**Task item**: When you find the word "wooden" in a line of the entries, please copy the whole line.

Segment Start: Dataset records

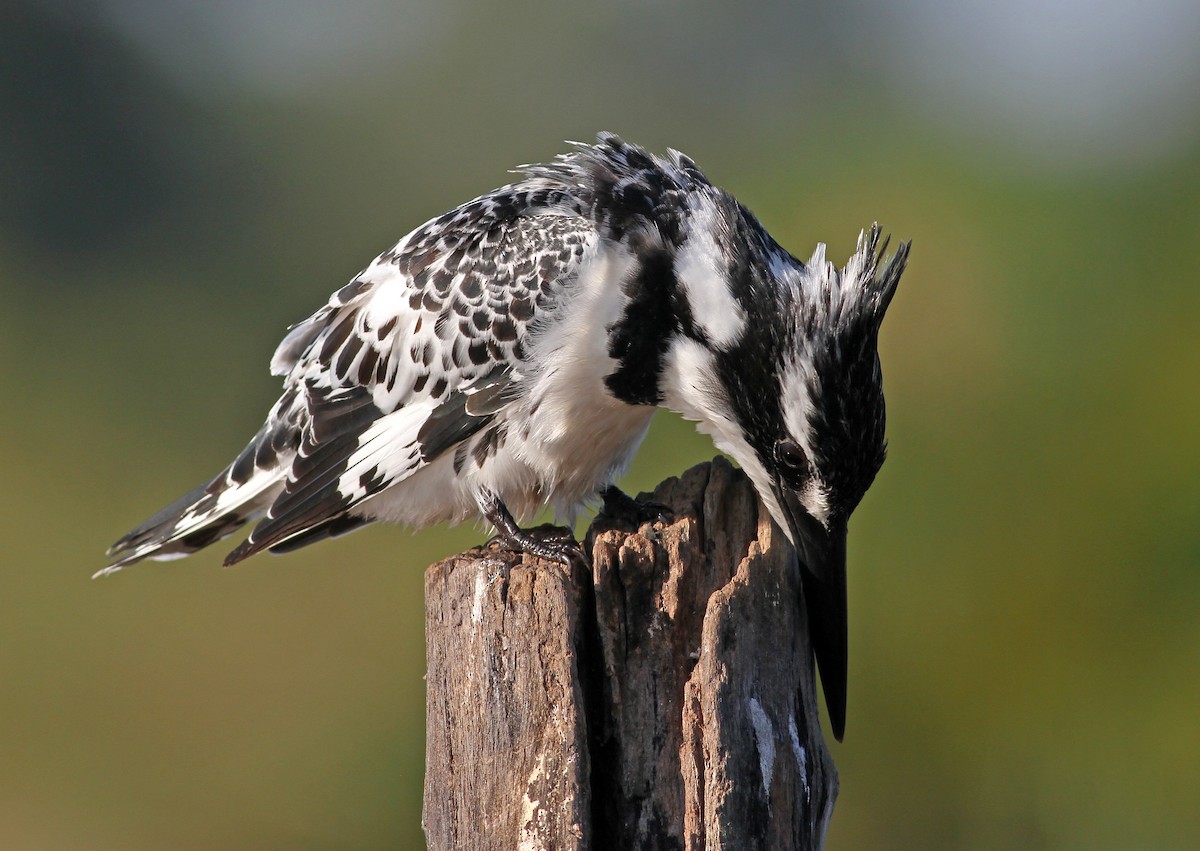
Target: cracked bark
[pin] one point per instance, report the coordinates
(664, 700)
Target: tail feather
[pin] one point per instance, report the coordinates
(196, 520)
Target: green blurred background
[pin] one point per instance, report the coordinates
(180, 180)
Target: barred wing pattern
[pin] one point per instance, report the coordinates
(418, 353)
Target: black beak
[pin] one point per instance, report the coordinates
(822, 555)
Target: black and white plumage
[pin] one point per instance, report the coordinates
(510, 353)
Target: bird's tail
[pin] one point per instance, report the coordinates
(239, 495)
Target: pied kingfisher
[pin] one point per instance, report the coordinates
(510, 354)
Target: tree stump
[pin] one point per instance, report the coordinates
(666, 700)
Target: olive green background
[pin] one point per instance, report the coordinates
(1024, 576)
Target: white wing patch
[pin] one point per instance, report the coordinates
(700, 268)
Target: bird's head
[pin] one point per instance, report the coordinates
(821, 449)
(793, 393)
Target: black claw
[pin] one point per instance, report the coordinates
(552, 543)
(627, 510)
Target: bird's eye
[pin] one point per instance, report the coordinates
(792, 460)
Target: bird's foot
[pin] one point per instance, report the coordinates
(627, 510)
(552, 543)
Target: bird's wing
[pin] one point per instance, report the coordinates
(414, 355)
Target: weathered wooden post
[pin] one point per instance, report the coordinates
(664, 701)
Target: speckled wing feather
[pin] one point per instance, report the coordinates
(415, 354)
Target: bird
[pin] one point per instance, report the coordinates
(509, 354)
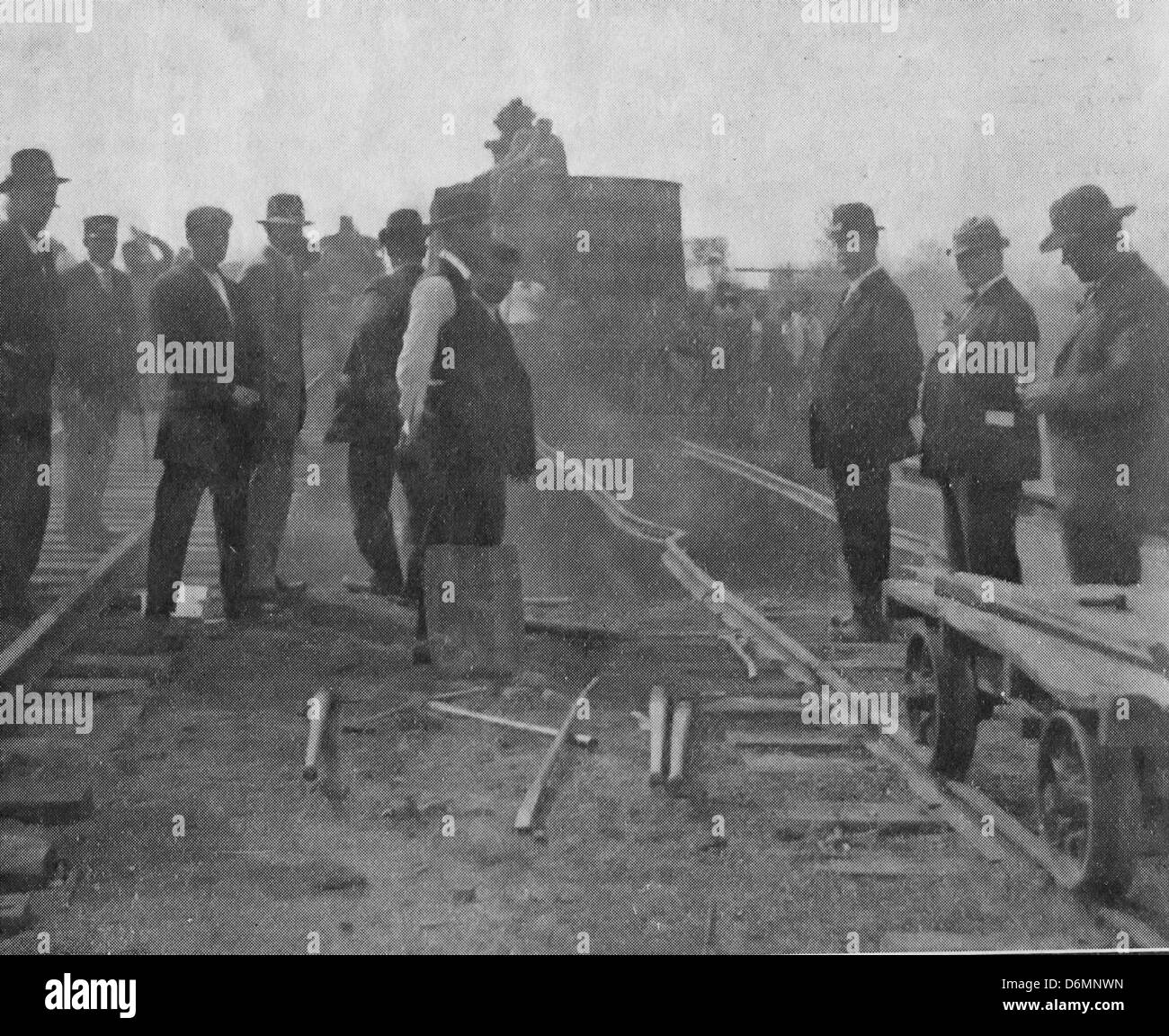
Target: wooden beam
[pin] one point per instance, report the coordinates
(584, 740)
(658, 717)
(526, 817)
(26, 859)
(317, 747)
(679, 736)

Segment End: Dataset records
Segment Start: Dataset records

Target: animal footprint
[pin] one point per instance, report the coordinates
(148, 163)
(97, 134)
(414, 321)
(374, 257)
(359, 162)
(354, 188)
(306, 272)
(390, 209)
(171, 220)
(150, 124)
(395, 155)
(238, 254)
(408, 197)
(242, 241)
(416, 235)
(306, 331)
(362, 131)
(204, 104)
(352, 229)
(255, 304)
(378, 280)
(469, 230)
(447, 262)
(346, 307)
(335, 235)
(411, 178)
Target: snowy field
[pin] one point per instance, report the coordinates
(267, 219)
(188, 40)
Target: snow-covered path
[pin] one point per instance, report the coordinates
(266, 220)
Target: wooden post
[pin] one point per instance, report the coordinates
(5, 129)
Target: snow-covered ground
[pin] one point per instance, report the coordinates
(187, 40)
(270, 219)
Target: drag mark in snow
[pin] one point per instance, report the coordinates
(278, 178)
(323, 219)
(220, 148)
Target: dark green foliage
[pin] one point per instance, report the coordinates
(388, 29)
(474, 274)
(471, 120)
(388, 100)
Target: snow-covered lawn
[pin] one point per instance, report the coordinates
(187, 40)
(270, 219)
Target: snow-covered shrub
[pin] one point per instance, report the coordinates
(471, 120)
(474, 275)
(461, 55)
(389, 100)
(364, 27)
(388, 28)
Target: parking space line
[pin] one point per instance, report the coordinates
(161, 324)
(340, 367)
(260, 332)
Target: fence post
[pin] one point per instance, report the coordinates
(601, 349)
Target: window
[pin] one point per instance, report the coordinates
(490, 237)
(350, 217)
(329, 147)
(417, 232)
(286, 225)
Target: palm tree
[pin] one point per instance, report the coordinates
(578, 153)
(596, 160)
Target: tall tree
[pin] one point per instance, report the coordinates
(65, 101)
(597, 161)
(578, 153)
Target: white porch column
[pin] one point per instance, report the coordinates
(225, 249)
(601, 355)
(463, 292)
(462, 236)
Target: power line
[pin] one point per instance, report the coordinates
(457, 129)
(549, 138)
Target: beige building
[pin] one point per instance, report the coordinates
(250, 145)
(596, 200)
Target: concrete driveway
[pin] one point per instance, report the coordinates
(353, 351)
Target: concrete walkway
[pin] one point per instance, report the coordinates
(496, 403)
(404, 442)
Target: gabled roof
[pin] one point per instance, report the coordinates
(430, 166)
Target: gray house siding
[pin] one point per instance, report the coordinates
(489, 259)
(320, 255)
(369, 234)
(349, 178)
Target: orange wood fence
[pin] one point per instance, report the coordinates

Segment End: Dataset records

**Exercise solution**:
Target: weathered wooden post
Target: wooden beam
Target: wooden post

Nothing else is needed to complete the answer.